### Data provided
/---
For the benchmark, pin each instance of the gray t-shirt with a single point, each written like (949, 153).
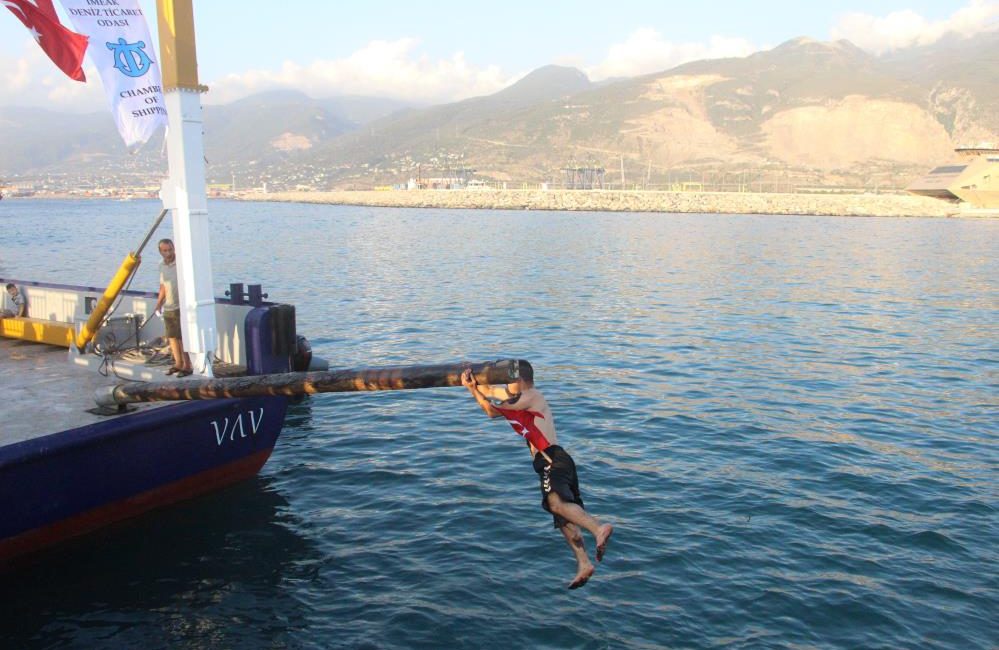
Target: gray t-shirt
(18, 302)
(168, 278)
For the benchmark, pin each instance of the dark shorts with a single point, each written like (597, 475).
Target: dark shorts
(171, 322)
(560, 477)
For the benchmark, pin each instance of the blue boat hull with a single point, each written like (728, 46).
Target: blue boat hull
(75, 481)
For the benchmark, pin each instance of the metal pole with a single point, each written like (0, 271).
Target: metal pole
(305, 383)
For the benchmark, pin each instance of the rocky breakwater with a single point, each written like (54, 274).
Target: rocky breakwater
(860, 205)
\---
### Short task
Copy out these lines word for word, leaving out the picture.

### Solution to this exercise
For the benchmark, pin each instance of the gray t-shirt with a single point, each written like (949, 153).
Target: gray t-shirt
(18, 302)
(168, 278)
For the benchmark, pin each instance of the dark shorts with a single point, each written like (597, 475).
Target: dark shorts
(171, 322)
(560, 477)
For the benchmark, pin each instance of the blue boat hull with a single point, each written like (728, 46).
Target: blue boat hull
(75, 481)
For the benchmark, pin each instance of the metal pole with a single point, each written like (0, 271).
Target: metal pole
(305, 383)
For the benchmark, pin each instance of the rocky breakwater with a single point, each written like (54, 274).
Target: rocky breakwater
(860, 205)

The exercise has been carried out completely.